> Selected text:
--------
But at the moment in my life when I filmed that last year, it was a moment where I was going through something really hard for me to deal with, and it allowed me to really use those emotions in this scene in the sense of, like, I’m done. I’ve had it. And to be able to live that experience with Dayanara was so true, and just perfect timing. I always want to do justice to the characters I play, and Dayanara obviously is the role that most people know me for. And I always want to be as genuine and as organic and truthful with her story. So when I came back, and I’m surrounded in the circle with a gun and I decide to shoot — to take this moment in my own hands, and to take it all and risk it all — it was a moment I could actually connect with her and say, We’re experiencing this both.
And I know that you feel the betrayal of Bennett and the sacrifice that you had to take with Pornstache, as a woman, and just being pushed and guided in the wrong direction throughout your whole life. It was liberating. It was like, Yo, this is my moment. This is my moment as Dascha, but this is my moment as Dayanara to prove, You know what, I’m a woman, I’ll sacrifice everything for my child. I am also here, and as hard as it might sound, I’m losing it all, but I’m gaining it all at the same time.
We’ve watched Daya grow up in prison, and she’s changed a lot. Why did you not expect her to go through with it?
Knowing her and knowing that every decision she has made has been influenced, or has been deviated by what somebody else tells her. That’s something I have in common with Dayanara. And it’s so exciting that every time I get the opportunity to play her in different situations, I learned how we have similarities and characteristics as a woman. We make a decision and we know intuitively, This is what’s best for me, but then we consult with others, and we start asking people, What do you think I should do? And then we allow them to guide us, thinking they know what’s best for us, and then we’re in a situation where we’re like, I shoulda never told anyone. I should’ve just made my own fuckin’ decision. And I think that’s why Daya at that moment isn’t going to allow someone to tell her, Don’t do it. And then at the same time, I realized you just never know someone, especially when they’re under pressure and they have evolved, and they are in a different stage in their life. You just never know what their reaction is, and that was so great to digest as an actor. To know how unexpected that was, it gave me freedom. It was a moment to thank [creator Jenji Kohan] and all the writers for allowing me to have this moment, because I felt free.
When she’s painting, she says, “I’ve got a lot of emotions, but guilt ain’t one of them.” She’s at peace with what’s going on.
That was one thing that was really important. I wanted her to keep on doing her art. And we see where they pushed her away from it. There has to be a point where she keeps on doing this because that’s her outlet. That’s her true expression. You don’t really see her as violent. But she’s like, I will be the one to risk it all for everyone here because I’ve already risked everything for myself.
Her relationship to her mom is so critical to who she is. I’ve read stories about you, and it seems you had a very close relationship with your own mom. What has it been like for you to play this very different type of relationship between mother and daughter? Even in the flashback that they showed this season, it’s so hard to watch how Aleida responds to her and treats her, and all Daya has ever wanted was that love she doesn’t get from her.
--------
> The tasks:
1. According to the interview about playing Dayanara, what is painting for Daya?
2. Pick up the interview about playing Dayanara after its final line and carry it on.
The items that come next are not needed here.
--------
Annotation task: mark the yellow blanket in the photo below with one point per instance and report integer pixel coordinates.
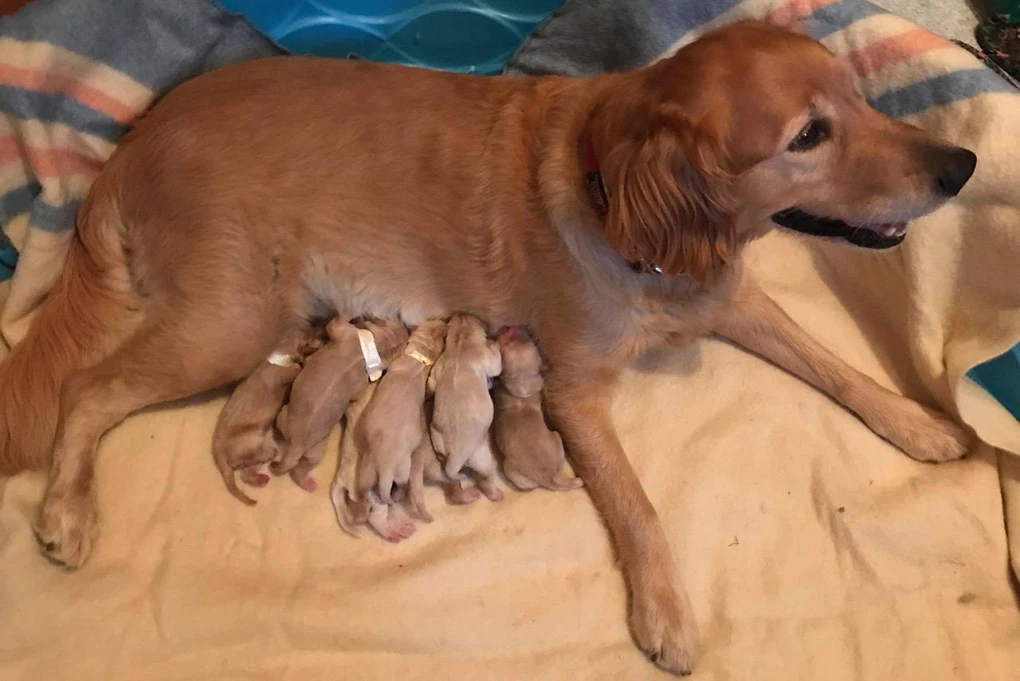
(812, 549)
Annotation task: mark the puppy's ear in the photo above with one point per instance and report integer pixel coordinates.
(494, 367)
(670, 203)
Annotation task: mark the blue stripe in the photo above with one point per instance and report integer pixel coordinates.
(55, 108)
(827, 20)
(158, 43)
(937, 91)
(48, 217)
(8, 257)
(17, 201)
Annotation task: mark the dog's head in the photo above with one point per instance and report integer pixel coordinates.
(754, 125)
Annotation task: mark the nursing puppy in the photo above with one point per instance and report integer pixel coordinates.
(425, 467)
(329, 379)
(245, 437)
(607, 214)
(389, 520)
(532, 455)
(463, 408)
(393, 424)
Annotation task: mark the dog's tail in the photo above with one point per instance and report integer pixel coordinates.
(87, 314)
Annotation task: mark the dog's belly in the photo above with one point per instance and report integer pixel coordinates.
(409, 290)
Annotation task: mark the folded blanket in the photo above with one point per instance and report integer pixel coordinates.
(811, 548)
(72, 77)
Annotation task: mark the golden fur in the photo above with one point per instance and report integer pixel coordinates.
(532, 455)
(270, 191)
(462, 409)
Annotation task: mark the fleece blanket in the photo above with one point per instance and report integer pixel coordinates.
(72, 77)
(811, 548)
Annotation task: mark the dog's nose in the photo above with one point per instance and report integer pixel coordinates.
(957, 167)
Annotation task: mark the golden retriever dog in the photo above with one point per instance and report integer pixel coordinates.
(607, 214)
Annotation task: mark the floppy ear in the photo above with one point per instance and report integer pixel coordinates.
(670, 203)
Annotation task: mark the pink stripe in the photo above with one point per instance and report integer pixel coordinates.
(895, 50)
(41, 81)
(796, 9)
(48, 161)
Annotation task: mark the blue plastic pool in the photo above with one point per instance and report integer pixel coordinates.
(462, 36)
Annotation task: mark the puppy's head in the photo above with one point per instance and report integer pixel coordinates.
(429, 338)
(521, 362)
(755, 125)
(391, 336)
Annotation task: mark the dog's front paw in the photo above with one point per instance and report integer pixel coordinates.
(923, 433)
(664, 628)
(65, 528)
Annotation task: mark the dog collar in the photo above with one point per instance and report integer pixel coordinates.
(373, 363)
(600, 195)
(282, 360)
(593, 177)
(414, 354)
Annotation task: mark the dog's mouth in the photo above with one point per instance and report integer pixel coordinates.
(876, 236)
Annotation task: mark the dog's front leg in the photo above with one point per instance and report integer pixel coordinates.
(754, 320)
(661, 619)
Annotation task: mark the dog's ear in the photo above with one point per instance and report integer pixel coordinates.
(670, 202)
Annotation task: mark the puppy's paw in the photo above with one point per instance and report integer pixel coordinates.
(461, 493)
(923, 433)
(303, 480)
(391, 523)
(664, 628)
(65, 528)
(254, 476)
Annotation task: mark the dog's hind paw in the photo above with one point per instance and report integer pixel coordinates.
(923, 433)
(66, 528)
(664, 628)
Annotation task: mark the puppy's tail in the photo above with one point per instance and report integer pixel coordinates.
(90, 310)
(230, 479)
(219, 455)
(416, 483)
(564, 482)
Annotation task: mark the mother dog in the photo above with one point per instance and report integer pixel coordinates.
(608, 214)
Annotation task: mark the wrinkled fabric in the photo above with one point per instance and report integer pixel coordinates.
(811, 548)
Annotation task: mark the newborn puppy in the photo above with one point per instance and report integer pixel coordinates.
(389, 521)
(425, 467)
(463, 410)
(330, 378)
(244, 436)
(392, 425)
(532, 455)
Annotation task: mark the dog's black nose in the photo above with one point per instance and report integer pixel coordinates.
(956, 168)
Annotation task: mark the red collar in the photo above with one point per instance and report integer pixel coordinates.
(593, 176)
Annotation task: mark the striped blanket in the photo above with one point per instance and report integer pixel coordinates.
(811, 549)
(73, 75)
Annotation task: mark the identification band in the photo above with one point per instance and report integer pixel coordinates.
(418, 356)
(373, 363)
(281, 360)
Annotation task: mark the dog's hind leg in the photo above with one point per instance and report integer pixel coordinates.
(756, 322)
(167, 359)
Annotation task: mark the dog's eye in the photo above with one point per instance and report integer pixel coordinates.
(810, 137)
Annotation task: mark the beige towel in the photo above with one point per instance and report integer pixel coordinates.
--------
> Answers to each task:
1. It is her outlet and her true expression.

2.
Well you can’t judge, although we do it innately at times. For me, it’s understanding that every mother/daughter, every parenting situation is different, and there are different dynamics to it. We have to be honest, and we have to not be so ignorant to know that there’s no “normal” relationship. There’s love in everything. And although it might not be healthy, there’s love every which way. And they have a love. They do love each other. Dayanara and her mom love each other dearly, but there is a difference in personality, a different characteristic, and I’ve had to understand that and learn that — because at the end of the day, Dascha is Dascha, and what I’m bringing to her are emotions, not my experiences. And that’s how I play as an actress. I bring emotions to the characters, but I don’t attach my experiences to her because the setting is totally different. There are times where I’m like, Oh my God, I’m so lucky to have had the mother that I had and that I love and that I look up to. I’m just so grateful even more now, you know? Sometimes we’re dealt cards and we have to know how to play them. And sometimes it’s about knowing how to play blackjack, and sometimes it’s about knowing how to play spit or solitaire. But the cards you’re dealt, different games in life, you have to learn how to look beyond that, and eventually it’s your experience looking out.
And then Daya does the ultimate loving thing for her baby in that phone call. That was such an emotional scene.
Ooof, it was so hard for me to do that scene, girl. Was it good? Was it good? Tell me if it’s award-worthy, tell me! Honestly, honestly, truly.
I was crying. And I know from talking to other actors that phone-call scenes can sometimes be super hard to do because you’re not actually on the phone with someone. Why was it so hard for you?
Do you know why it was hard for me? Because I was a young mom. I’m still young, honey, let’s not get it confused.
For sure you are.
You know, I’m not your typical mother! I could’ve easily given up and given my daughter to her grandmother, or just made the decision to think about myself. And I felt that although we all go through those emotions when we’re young mothers, or teen moms, there is something we feel like we have to be loyal to, and I consider myself very loyal. And she has to sacrifice that because of the circumstances. When I played that scene, I thought about how my mom never gave up on me, ever. She was so attached to me. And I was so young that I had that instilled — you’re loyal to your child. You will be loyal to your child. You can’t allow anyone to break that loyalty.
So for me to have to think of mothers that actually have to do that for the well-being of their kids, it just broke me. It was a moment of like, Holy fucking shit. This shit really happens where you have to just release what you created within you. You know what I mean? That shit was like, Ohhh my God. Even now, even though I have a teen daughter, and I’m like, I wanna get rid of her, but you know, I really don’t wanna get rid of her. But I do! Ya know what I mean? But, not really.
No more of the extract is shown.